In the forum thread about a girl attacked by a dog, what breed bit the French woman who needed a face transplant?

Given text:
########################################
# Girl attacked by dog



## CheekoAndCo (Jun 17, 2009)

A four-year-old girl is savaged by a Staffordshire bull terrier | The Sun |Home Scotland|Scottish News

It doesn't mention how it happened so I suppose it could have easily been she didn't approach the dog right or something similar. I'm not a staffy fan but it's a shame that this is more bad press towards them instead of something good.


----------



## lauren001 (Jun 30, 2008)

> her face was ripped open by a savage devil dog


Nothing like sensationalism is there.
The poor Staffies.

That dog bit her face, nasty, but unfortunately dogs can bite.
The French woman who did actually have her face ripped apart by a dog and needed a face transplant, was bitten by a Black Lab. So are Black Labs, "savage devil dogs" too?


----------



## kelseye (Aug 16, 2009)

yet again a dog in the wrong hands!!! there should be a law on breeding!!


----------



## thedogsmother (Aug 28, 2008)

Am I the only one wondering why a four year old was out playing without adult supervision? Basically the fault lies with the dogs owner but children of that age still need to be supervised especially around dogs.


----------



## CheekoAndCo (Jun 17, 2009)

thedogsmother said:


> Am I the only one wondering why a four year old was out playing without adult supervision? Basically the fault lies with the dogs owner but children of that age still need to be supervised especially around dogs.
########################################
Entries:
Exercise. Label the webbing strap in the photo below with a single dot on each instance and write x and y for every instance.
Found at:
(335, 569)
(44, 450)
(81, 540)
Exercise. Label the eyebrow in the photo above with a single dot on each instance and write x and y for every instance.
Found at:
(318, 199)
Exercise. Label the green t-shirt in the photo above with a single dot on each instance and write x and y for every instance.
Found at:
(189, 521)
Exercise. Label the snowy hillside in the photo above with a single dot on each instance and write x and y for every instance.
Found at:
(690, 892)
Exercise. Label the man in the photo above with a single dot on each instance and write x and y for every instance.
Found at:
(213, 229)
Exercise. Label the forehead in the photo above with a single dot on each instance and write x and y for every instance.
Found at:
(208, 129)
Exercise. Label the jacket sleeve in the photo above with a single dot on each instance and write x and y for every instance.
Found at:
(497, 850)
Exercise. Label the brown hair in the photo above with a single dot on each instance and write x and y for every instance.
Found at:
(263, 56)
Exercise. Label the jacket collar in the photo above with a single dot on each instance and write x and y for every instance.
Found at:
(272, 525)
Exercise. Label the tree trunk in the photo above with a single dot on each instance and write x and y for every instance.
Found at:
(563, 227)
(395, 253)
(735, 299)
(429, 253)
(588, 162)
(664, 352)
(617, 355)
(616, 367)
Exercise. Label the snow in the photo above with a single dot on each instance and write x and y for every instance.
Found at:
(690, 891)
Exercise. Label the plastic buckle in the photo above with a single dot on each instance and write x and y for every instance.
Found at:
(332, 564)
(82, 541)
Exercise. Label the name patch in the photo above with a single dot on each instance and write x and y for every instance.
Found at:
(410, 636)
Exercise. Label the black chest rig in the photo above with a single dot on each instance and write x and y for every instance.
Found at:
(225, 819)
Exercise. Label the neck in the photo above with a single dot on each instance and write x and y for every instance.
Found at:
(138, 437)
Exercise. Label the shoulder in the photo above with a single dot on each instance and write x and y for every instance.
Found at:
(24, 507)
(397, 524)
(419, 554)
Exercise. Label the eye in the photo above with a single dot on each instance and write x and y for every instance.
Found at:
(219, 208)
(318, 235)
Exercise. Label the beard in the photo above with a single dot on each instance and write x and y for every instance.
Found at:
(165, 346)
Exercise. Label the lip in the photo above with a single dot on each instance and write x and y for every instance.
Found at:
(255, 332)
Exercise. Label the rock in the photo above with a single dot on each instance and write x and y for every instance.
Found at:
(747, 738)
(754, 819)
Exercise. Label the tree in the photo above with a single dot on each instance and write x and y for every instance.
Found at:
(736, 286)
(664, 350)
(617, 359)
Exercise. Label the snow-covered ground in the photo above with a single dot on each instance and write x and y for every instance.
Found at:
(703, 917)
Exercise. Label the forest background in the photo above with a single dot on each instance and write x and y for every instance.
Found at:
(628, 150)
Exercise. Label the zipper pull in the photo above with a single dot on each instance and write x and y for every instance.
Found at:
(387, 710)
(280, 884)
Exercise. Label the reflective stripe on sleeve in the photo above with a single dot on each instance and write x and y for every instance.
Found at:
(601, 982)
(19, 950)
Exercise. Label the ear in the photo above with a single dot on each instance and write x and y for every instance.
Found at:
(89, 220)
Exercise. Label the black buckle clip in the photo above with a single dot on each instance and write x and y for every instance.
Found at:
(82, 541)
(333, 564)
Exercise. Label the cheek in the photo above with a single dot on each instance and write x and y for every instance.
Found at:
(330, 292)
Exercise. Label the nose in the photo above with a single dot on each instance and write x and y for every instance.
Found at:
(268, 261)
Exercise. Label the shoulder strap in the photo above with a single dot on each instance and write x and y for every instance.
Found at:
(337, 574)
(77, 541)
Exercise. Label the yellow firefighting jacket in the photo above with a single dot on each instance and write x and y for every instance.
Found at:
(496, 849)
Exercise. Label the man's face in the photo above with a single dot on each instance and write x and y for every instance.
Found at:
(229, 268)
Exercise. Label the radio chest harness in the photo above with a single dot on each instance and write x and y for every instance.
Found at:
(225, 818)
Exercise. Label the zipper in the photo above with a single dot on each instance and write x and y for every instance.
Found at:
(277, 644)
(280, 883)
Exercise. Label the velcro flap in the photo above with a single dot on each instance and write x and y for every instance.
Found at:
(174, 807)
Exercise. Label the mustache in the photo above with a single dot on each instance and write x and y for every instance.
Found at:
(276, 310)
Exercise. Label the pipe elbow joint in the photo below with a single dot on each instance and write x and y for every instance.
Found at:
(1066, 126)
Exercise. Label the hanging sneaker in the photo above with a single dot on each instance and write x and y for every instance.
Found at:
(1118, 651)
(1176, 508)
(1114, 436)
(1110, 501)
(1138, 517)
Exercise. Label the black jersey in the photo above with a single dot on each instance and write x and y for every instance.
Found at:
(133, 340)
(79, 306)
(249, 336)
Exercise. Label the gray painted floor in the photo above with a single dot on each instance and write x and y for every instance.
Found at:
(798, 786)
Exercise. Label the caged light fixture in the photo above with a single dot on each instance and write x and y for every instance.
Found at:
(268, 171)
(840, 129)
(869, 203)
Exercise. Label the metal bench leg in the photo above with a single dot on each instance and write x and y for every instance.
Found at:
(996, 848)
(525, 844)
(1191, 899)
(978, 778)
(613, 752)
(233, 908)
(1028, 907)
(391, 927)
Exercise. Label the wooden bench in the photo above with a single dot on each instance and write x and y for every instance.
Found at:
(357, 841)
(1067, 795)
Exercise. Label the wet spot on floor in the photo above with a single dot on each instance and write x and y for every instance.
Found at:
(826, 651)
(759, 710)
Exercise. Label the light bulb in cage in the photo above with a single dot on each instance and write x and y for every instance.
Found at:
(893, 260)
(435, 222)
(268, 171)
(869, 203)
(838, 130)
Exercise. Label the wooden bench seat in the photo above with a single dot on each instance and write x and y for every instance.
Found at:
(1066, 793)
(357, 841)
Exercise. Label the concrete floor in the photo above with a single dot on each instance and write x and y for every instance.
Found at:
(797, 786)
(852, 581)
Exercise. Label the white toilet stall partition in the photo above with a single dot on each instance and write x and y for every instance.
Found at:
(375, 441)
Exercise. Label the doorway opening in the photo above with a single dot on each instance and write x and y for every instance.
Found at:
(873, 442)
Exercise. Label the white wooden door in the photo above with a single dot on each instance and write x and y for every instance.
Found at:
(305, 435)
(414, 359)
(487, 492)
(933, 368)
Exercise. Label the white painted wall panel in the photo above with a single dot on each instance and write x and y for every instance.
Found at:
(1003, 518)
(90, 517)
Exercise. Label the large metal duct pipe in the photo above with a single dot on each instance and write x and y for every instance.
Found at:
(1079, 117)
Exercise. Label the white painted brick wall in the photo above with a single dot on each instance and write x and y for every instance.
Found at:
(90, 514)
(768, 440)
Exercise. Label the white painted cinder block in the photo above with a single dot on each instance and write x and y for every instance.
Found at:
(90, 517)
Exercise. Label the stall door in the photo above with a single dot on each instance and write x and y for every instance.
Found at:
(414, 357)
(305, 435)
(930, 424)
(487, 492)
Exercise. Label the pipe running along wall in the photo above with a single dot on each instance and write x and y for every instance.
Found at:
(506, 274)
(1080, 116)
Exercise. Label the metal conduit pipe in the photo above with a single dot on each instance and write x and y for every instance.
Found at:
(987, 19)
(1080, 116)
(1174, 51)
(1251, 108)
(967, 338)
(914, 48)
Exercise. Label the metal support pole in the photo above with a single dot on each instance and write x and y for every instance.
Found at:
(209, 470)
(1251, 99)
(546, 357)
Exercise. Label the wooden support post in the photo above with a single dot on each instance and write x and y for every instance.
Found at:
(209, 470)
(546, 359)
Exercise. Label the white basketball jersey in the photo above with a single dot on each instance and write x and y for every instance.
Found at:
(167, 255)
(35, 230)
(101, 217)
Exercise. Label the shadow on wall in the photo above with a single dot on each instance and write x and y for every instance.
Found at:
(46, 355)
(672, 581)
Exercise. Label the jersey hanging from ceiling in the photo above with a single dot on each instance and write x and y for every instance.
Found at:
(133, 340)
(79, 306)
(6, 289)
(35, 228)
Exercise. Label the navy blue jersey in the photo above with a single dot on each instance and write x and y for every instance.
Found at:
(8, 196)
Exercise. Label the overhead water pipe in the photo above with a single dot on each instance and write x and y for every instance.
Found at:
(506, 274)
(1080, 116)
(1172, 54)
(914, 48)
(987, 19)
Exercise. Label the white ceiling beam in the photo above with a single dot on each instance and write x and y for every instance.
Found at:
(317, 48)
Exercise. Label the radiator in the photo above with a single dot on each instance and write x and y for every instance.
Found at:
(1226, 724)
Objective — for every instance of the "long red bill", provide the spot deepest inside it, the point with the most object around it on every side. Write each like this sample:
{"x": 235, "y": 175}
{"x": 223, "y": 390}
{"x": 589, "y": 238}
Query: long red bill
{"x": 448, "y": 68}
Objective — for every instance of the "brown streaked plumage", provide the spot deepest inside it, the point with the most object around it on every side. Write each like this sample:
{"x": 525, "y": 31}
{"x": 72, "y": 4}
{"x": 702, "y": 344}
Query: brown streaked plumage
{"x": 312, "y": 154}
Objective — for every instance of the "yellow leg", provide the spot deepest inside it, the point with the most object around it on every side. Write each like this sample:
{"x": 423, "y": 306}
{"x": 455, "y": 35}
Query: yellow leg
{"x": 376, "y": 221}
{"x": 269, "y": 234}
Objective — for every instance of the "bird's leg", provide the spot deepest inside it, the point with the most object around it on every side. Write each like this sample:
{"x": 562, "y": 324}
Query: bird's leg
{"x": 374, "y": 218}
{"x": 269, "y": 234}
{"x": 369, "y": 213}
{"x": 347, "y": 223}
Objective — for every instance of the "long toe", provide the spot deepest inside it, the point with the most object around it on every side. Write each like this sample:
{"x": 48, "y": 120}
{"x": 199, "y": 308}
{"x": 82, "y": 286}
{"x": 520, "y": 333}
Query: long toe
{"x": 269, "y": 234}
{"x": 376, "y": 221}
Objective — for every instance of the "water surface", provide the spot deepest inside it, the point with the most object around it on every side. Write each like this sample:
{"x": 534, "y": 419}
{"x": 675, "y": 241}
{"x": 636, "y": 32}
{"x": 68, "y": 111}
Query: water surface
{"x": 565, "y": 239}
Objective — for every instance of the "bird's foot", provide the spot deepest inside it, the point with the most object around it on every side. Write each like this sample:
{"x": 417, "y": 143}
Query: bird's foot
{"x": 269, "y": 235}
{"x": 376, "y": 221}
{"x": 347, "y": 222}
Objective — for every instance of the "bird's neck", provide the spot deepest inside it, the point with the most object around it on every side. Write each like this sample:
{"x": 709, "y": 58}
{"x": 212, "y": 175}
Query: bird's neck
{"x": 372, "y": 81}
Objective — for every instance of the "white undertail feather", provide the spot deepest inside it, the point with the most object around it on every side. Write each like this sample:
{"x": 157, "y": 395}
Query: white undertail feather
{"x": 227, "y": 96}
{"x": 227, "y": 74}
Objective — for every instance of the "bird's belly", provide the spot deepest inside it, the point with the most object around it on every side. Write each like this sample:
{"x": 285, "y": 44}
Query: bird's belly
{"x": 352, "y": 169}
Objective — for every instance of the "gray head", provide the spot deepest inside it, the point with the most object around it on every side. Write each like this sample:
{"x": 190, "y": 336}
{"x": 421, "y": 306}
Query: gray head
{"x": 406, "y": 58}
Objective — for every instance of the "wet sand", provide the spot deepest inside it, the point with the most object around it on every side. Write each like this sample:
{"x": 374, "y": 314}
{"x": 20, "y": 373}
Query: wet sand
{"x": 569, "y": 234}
########################################
Task response: A Black Lab.